→ **Entries provided**:
________________

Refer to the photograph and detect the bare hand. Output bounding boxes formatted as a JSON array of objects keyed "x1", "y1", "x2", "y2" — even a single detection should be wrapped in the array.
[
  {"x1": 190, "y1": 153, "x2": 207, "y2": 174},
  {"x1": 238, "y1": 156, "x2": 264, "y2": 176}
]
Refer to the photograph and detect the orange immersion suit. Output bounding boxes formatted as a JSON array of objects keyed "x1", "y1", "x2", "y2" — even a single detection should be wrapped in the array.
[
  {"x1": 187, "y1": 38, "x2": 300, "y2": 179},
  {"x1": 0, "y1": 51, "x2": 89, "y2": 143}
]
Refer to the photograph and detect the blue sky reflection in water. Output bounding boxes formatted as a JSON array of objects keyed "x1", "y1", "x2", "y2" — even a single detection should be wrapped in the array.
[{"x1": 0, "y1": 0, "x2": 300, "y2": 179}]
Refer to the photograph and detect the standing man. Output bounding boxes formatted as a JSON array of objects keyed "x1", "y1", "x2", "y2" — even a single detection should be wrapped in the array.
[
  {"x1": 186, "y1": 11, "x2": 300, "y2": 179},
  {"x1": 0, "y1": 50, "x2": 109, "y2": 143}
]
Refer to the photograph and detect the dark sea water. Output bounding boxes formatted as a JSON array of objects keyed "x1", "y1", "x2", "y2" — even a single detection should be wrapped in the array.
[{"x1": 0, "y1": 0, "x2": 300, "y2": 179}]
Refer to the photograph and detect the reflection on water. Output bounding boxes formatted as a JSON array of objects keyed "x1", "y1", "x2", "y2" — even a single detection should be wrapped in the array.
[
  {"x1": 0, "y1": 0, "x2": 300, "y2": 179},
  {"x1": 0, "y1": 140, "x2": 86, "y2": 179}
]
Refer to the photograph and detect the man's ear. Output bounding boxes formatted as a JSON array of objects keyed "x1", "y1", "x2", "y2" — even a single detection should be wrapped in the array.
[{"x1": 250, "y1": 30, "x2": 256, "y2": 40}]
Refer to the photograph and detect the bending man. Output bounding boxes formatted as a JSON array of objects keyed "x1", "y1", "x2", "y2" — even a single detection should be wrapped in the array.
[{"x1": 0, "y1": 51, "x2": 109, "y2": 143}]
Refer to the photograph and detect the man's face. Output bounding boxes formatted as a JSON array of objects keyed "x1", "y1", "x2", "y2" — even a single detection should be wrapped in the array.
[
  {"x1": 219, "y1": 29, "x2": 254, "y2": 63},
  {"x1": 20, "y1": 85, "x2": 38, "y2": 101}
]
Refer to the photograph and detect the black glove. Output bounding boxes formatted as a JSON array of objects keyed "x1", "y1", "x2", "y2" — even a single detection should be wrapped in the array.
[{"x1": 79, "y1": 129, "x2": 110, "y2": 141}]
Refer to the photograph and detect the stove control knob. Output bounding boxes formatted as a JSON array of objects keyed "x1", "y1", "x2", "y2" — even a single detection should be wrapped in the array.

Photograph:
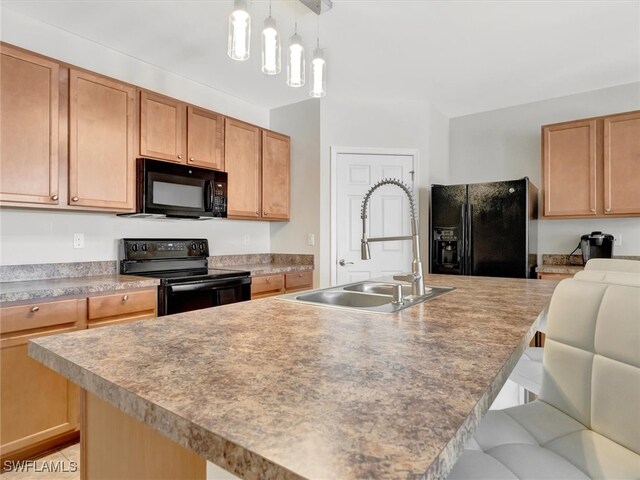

________________

→ **Aim of the task**:
What you write should match, word for word, the lines from the one containing "Refer to the photograph and detect the man's ear." to the end of the listing, with both ends kept and the pictures left out.

→ **Answer to the problem**:
Refer to the photograph and detect the man's ear. Output bounding boxes formatted as a JSON array of objects keyed "x1", "y1", "x2", "y2" — even a single detection should be wrapped in the array.
[{"x1": 250, "y1": 30, "x2": 256, "y2": 40}]
Refer to the photograph and detect the bending man. Output bounding boxes formatted as a JSON array of objects keyed "x1", "y1", "x2", "y2" — even a single detection should be wrapped in the array.
[{"x1": 0, "y1": 51, "x2": 109, "y2": 143}]
Refer to the photograph and detect the man's face. Output bounding boxes formatted as a JSON array of objects keyed "x1", "y1", "x2", "y2" — even a single detection should be wrapped in the array.
[
  {"x1": 219, "y1": 29, "x2": 254, "y2": 63},
  {"x1": 20, "y1": 85, "x2": 38, "y2": 101}
]
Refer to the photograph and detect the black glove. Output bounding boxes formatted as a JSON array of objects keyed "x1", "y1", "x2", "y2" — even a single detection should be wrapped in the array.
[{"x1": 79, "y1": 129, "x2": 110, "y2": 141}]
Refer to the photograph and detect the stove control knob. Output bounding boxes formatted as a JSON array of objects keyed "x1", "y1", "x2", "y2" — even a single detection should be wrapped in the array.

Photograph:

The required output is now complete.